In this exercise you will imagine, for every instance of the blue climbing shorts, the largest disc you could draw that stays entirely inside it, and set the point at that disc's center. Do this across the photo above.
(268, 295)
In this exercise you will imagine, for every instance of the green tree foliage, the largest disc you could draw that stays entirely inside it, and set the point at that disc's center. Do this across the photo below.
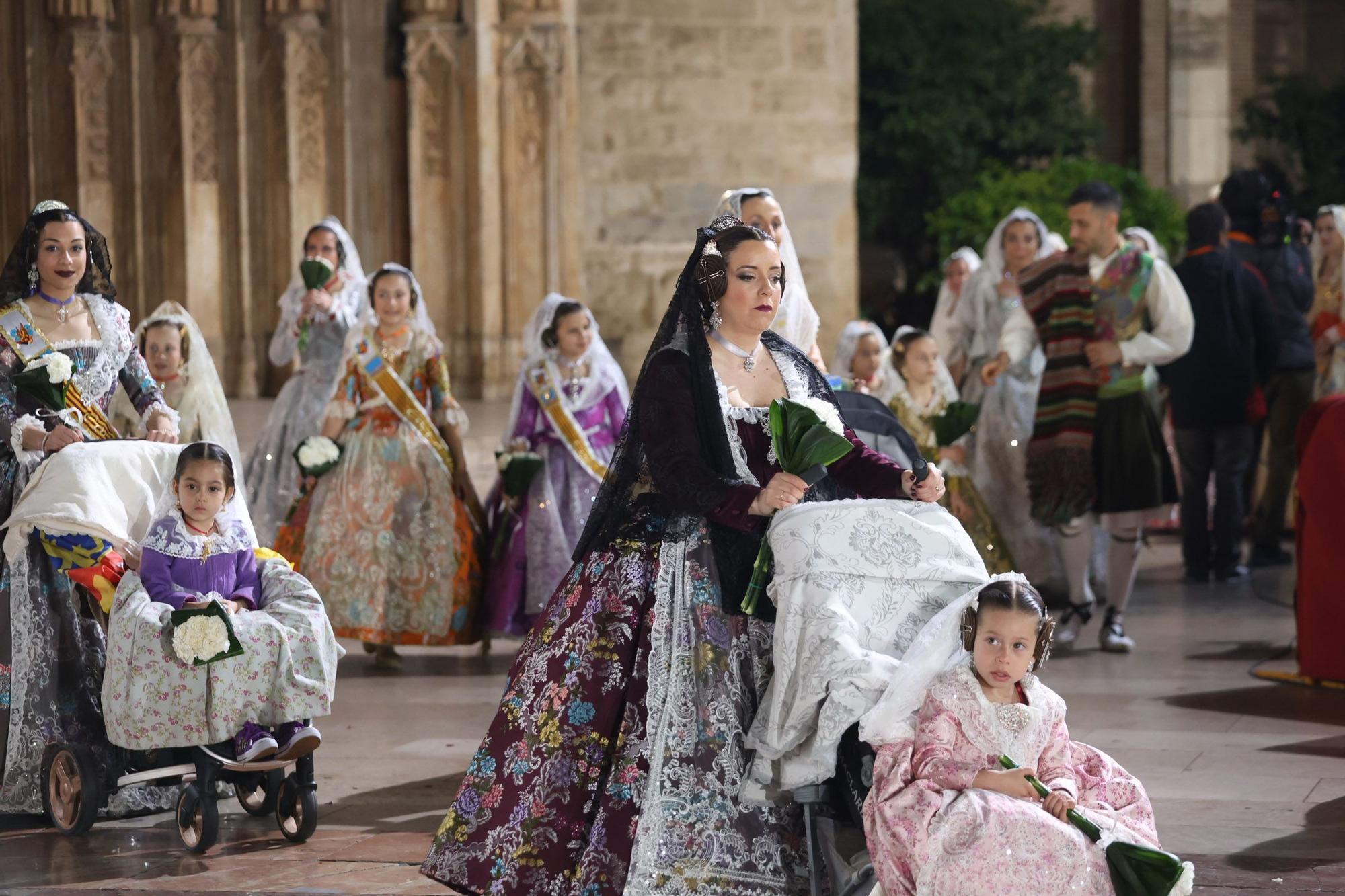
(969, 217)
(1304, 119)
(948, 88)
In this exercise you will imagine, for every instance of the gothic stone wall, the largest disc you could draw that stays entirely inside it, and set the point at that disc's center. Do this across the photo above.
(681, 101)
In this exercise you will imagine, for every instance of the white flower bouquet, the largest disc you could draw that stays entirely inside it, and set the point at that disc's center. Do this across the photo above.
(204, 634)
(317, 455)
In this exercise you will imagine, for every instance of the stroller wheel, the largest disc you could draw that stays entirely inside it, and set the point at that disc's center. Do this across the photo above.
(72, 790)
(297, 810)
(198, 819)
(258, 795)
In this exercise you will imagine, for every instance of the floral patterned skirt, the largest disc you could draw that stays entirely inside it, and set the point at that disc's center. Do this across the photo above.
(389, 546)
(615, 760)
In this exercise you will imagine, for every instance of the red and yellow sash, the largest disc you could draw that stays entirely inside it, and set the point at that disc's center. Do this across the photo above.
(22, 334)
(543, 382)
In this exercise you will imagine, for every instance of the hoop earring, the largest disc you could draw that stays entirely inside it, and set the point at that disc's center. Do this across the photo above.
(716, 318)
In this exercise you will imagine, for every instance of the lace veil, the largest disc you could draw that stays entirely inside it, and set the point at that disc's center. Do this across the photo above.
(14, 276)
(935, 650)
(797, 319)
(849, 343)
(350, 267)
(605, 373)
(205, 395)
(683, 330)
(1151, 241)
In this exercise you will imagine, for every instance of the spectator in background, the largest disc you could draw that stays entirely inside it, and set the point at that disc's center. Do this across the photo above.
(1286, 270)
(1233, 352)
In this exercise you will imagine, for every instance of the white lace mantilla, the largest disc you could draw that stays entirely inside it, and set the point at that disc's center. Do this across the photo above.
(171, 537)
(1000, 729)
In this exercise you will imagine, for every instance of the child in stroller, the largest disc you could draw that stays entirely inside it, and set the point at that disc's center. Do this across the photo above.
(166, 719)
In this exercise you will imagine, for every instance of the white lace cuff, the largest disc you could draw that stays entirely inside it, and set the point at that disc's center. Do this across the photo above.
(453, 416)
(21, 425)
(174, 417)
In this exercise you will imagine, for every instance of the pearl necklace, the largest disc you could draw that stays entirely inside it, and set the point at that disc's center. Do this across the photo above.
(748, 357)
(63, 304)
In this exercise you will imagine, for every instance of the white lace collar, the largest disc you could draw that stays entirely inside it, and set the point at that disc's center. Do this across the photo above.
(173, 537)
(1001, 729)
(114, 323)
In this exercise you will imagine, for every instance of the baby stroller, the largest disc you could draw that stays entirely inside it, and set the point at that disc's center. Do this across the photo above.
(855, 583)
(88, 503)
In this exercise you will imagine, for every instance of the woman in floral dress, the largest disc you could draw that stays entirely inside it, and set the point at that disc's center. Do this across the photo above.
(57, 294)
(615, 760)
(393, 545)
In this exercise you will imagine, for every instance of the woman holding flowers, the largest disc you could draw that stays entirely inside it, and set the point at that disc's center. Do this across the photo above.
(65, 345)
(314, 322)
(949, 815)
(393, 536)
(615, 760)
(568, 409)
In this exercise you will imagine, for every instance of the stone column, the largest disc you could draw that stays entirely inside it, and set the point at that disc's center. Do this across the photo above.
(88, 46)
(1200, 89)
(306, 75)
(439, 134)
(541, 198)
(194, 264)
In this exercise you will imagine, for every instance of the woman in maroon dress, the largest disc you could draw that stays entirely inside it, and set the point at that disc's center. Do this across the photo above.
(615, 760)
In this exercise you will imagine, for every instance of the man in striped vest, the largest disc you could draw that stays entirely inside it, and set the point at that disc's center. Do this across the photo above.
(1106, 314)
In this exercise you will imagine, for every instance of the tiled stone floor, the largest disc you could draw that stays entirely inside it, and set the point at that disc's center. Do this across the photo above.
(1247, 776)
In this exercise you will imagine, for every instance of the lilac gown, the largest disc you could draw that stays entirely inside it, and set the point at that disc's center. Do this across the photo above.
(287, 670)
(552, 517)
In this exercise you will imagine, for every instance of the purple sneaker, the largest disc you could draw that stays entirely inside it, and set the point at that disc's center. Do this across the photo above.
(298, 739)
(254, 743)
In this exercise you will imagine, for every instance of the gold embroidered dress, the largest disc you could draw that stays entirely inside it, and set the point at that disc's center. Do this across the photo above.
(389, 546)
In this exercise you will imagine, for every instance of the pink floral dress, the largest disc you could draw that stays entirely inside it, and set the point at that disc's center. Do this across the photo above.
(931, 831)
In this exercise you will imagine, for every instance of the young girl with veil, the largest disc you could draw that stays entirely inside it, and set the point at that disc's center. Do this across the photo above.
(180, 361)
(202, 551)
(313, 331)
(797, 319)
(922, 392)
(863, 358)
(393, 537)
(570, 405)
(945, 815)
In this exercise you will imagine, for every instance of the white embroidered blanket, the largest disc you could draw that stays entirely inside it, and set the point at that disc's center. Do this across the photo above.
(112, 490)
(855, 583)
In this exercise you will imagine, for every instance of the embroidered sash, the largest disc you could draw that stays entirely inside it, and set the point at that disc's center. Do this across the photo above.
(412, 412)
(22, 334)
(543, 382)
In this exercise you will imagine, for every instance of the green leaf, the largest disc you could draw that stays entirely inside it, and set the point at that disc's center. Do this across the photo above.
(820, 446)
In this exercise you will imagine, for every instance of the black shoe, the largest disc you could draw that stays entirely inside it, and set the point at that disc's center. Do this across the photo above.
(1277, 557)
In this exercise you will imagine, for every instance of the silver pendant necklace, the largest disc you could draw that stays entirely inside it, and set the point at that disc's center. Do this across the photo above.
(748, 357)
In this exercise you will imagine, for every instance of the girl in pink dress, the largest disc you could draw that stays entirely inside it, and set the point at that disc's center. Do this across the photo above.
(944, 815)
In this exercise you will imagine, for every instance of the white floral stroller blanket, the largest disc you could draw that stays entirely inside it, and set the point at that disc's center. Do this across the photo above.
(855, 583)
(287, 670)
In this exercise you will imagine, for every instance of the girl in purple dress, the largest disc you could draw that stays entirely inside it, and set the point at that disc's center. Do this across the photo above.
(570, 405)
(194, 556)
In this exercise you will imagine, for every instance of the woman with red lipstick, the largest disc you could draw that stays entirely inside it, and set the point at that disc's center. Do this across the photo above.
(615, 760)
(57, 313)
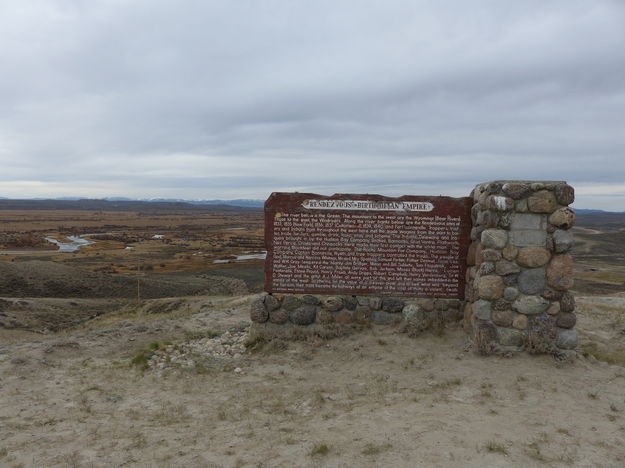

* **GIVEN EXERCISE**:
From the entries above, pull out each line that contains the string "floral" and copy it in full. Treat uppercase and lowercase as different.

* **THE ANSWER**:
In this exercise you will imagine, for every instance of the floral patterned skirt, the largest disc you could draw that stays entirely inside it, and set the point at that disc's center. Do this across the photo above.
In this exercise you will imagine, for every instance of the woman in floral dress, the largest disc you could draw that stays entirely inside it, and set the point at that disc's center. Do this across the photo above.
In this exercise you will imagine, for every instance of the pink floral dress, the largest disc you could draw that stays entirely inside it, and set the point at that disc's center. Do this across the photo above.
In this exercise you will imagine, for every instance of the white floral stroller blanket, the largest disc you could draw that stays entirely inside it, and set the point at that disc's center. Do this across the photo above.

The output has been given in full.